Information given:
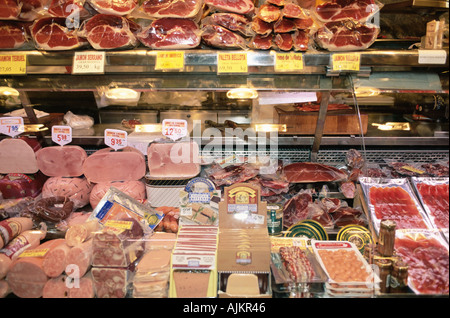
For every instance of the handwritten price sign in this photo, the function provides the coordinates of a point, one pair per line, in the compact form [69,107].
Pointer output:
[62,135]
[115,138]
[11,126]
[174,128]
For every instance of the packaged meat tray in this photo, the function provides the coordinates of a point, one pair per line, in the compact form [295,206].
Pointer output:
[393,199]
[345,267]
[433,194]
[427,255]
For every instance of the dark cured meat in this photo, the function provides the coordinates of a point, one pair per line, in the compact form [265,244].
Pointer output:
[306,172]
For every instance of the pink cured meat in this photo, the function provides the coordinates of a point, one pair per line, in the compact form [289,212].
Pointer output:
[134,188]
[219,37]
[57,161]
[55,260]
[106,165]
[9,9]
[338,10]
[117,7]
[68,8]
[17,155]
[346,36]
[18,185]
[173,160]
[235,6]
[171,8]
[110,282]
[13,35]
[171,33]
[307,172]
[79,259]
[75,189]
[107,32]
[53,34]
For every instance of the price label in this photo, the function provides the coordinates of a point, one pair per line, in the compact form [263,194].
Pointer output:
[62,135]
[115,138]
[346,61]
[89,62]
[288,62]
[232,63]
[174,128]
[11,126]
[169,60]
[13,64]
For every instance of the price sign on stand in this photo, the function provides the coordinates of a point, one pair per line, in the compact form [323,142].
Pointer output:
[115,138]
[11,126]
[62,135]
[174,128]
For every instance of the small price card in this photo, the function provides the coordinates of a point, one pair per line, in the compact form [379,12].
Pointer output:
[169,60]
[13,64]
[62,135]
[232,63]
[11,126]
[288,62]
[88,62]
[346,61]
[115,138]
[174,128]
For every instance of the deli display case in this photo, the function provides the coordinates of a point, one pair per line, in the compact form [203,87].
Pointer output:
[299,141]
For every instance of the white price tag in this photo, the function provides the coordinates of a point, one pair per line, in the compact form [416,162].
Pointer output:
[62,135]
[11,126]
[89,62]
[174,128]
[432,56]
[115,138]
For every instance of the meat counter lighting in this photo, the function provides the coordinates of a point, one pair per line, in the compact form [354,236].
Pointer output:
[242,93]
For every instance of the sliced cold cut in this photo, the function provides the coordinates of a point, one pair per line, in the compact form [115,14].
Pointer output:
[134,188]
[76,189]
[107,165]
[307,172]
[57,161]
[173,160]
[17,156]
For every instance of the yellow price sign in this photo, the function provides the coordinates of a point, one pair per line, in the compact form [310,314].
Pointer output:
[346,61]
[13,64]
[288,62]
[232,62]
[169,60]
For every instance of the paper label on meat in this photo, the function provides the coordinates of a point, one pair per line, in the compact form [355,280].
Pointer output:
[11,126]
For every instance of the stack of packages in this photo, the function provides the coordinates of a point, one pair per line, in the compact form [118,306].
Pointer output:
[151,279]
[121,169]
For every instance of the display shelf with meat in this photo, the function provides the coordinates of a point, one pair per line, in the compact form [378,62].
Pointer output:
[434,195]
[427,257]
[394,199]
[55,34]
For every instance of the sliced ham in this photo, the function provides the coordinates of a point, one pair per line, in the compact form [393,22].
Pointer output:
[57,161]
[307,172]
[173,160]
[106,165]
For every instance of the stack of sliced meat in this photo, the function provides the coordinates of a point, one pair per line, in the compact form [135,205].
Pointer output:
[345,26]
[281,24]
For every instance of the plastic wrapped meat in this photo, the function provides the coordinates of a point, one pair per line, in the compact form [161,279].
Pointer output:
[307,172]
[171,33]
[173,160]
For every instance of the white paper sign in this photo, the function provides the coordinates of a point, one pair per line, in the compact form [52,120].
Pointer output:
[174,128]
[11,126]
[88,62]
[115,138]
[432,56]
[62,135]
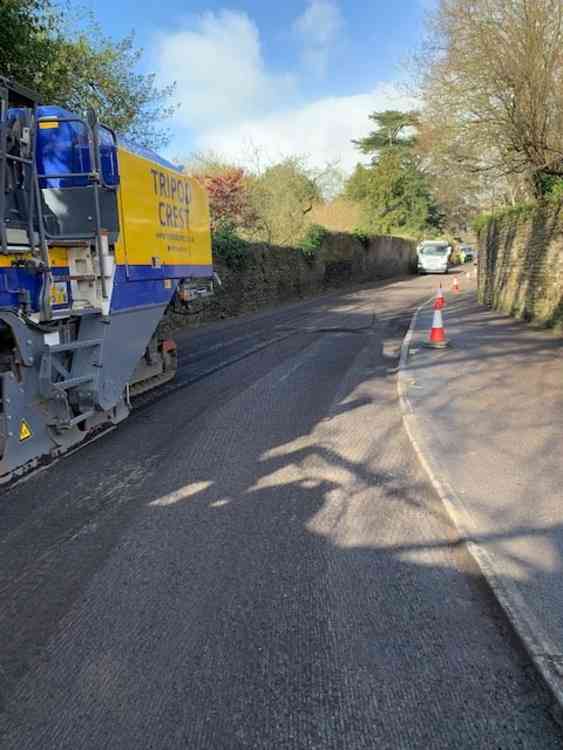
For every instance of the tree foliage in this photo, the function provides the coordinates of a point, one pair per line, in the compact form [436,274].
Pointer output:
[283,196]
[492,84]
[230,202]
[399,198]
[356,187]
[394,192]
[82,69]
[393,129]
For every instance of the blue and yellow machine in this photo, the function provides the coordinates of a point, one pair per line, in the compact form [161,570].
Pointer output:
[95,237]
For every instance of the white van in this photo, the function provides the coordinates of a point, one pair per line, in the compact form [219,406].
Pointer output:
[434,256]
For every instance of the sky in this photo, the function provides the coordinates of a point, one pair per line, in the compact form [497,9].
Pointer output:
[258,80]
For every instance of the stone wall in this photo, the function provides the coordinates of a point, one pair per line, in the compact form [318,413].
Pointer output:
[521,265]
[273,275]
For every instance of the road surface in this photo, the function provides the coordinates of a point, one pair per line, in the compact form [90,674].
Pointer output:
[256,560]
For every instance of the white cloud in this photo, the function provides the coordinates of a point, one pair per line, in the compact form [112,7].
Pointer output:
[322,130]
[231,103]
[318,27]
[219,70]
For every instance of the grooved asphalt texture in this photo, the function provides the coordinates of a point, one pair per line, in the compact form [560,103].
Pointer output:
[258,561]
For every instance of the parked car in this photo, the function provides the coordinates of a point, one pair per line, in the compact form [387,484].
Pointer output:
[434,256]
[467,254]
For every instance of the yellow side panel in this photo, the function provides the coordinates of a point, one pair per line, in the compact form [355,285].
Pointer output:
[164,216]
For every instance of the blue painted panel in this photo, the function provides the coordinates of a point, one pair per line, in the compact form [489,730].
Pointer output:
[144,285]
[13,280]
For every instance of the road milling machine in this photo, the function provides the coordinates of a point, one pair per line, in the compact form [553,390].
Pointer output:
[96,236]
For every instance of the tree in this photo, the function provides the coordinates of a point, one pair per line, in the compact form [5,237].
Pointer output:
[82,69]
[393,129]
[26,39]
[399,198]
[357,185]
[230,200]
[492,84]
[282,197]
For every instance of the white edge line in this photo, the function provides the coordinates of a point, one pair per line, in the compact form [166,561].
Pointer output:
[541,650]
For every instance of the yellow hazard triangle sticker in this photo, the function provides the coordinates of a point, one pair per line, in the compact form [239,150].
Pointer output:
[25,431]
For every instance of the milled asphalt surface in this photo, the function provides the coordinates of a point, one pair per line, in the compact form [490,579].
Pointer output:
[488,414]
[257,560]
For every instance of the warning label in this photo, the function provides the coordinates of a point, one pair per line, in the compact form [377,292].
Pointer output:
[25,431]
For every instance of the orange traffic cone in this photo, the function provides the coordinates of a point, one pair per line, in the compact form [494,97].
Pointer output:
[440,301]
[437,338]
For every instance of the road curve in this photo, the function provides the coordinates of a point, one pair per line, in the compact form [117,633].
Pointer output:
[255,559]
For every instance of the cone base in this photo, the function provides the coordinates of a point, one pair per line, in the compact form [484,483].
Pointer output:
[436,344]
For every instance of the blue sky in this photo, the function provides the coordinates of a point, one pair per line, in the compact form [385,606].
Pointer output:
[272,78]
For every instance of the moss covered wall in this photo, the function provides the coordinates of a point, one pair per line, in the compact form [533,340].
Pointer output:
[521,265]
[273,275]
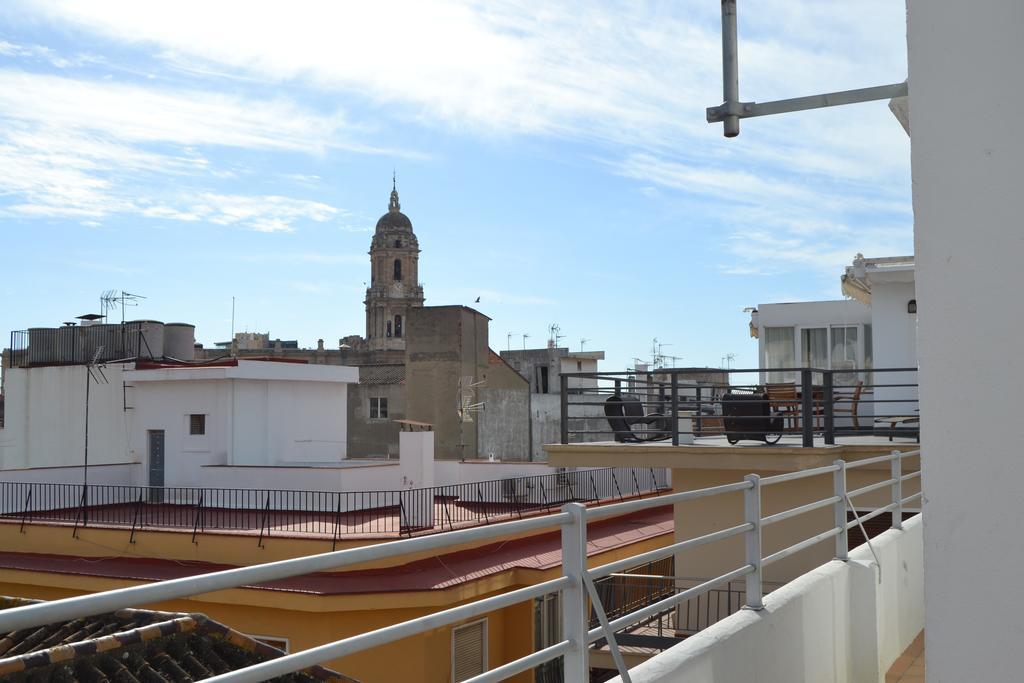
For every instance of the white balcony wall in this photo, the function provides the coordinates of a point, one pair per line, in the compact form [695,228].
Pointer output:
[967,111]
[45,418]
[839,623]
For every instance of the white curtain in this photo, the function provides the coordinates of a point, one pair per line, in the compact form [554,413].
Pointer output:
[844,353]
[780,351]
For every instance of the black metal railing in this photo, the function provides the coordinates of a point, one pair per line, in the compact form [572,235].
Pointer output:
[798,404]
[73,344]
[334,514]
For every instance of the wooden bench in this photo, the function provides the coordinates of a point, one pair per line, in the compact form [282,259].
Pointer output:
[894,420]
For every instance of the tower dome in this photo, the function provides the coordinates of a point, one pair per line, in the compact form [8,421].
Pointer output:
[394,286]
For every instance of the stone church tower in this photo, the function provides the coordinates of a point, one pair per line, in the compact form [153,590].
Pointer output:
[394,284]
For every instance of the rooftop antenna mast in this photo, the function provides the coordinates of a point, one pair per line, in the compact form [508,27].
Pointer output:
[731,110]
[553,329]
[111,299]
[108,300]
[465,407]
[92,369]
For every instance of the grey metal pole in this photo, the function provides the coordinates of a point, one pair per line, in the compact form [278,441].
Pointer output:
[896,474]
[730,67]
[574,624]
[674,420]
[752,515]
[839,519]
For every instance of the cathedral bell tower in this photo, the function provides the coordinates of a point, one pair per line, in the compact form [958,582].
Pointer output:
[394,285]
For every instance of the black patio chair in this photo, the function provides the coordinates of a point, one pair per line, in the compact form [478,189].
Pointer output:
[624,411]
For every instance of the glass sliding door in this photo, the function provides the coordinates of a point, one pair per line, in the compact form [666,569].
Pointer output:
[844,353]
[780,351]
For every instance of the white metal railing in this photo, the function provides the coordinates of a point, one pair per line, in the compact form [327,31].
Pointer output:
[576,585]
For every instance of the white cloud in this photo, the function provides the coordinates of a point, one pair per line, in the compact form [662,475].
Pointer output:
[640,73]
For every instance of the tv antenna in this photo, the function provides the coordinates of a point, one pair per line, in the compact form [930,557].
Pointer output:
[110,299]
[90,377]
[553,329]
[465,407]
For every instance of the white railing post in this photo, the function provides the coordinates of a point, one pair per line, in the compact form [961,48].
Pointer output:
[752,515]
[574,622]
[839,521]
[896,474]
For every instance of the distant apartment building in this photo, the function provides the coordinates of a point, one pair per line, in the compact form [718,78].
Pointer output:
[416,363]
[543,368]
[876,327]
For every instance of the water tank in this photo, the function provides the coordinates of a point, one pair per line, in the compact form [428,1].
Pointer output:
[179,341]
[153,334]
[42,346]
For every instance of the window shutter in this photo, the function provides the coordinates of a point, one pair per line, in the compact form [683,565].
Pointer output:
[467,651]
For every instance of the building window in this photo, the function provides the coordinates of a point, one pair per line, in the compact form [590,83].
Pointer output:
[547,632]
[378,409]
[780,351]
[469,650]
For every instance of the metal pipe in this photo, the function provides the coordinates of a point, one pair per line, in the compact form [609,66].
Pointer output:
[796,548]
[730,67]
[573,598]
[790,476]
[868,488]
[670,601]
[658,553]
[839,518]
[634,506]
[793,512]
[752,513]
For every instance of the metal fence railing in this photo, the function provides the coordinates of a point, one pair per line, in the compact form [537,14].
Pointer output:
[331,513]
[73,344]
[577,586]
[801,403]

Task description: All lines from the one containing "For every instance of the metal pipe" through the end of the records, both ends included, are to be quoted exactly; please add nothing else.

Solution for this task:
For every instance of the metal pipe in this photo, the function provides the coordinates of a point, one pair per line, in the compact form [609,66].
Pointer output:
[796,548]
[730,67]
[573,598]
[790,476]
[868,488]
[670,601]
[658,553]
[839,518]
[634,506]
[793,512]
[752,513]
For every instance of the metal fence railing in this photo, the function provides the coordinates of a point, one pair per line, in the compact form [537,14].
Pointer output:
[331,513]
[73,344]
[577,586]
[801,403]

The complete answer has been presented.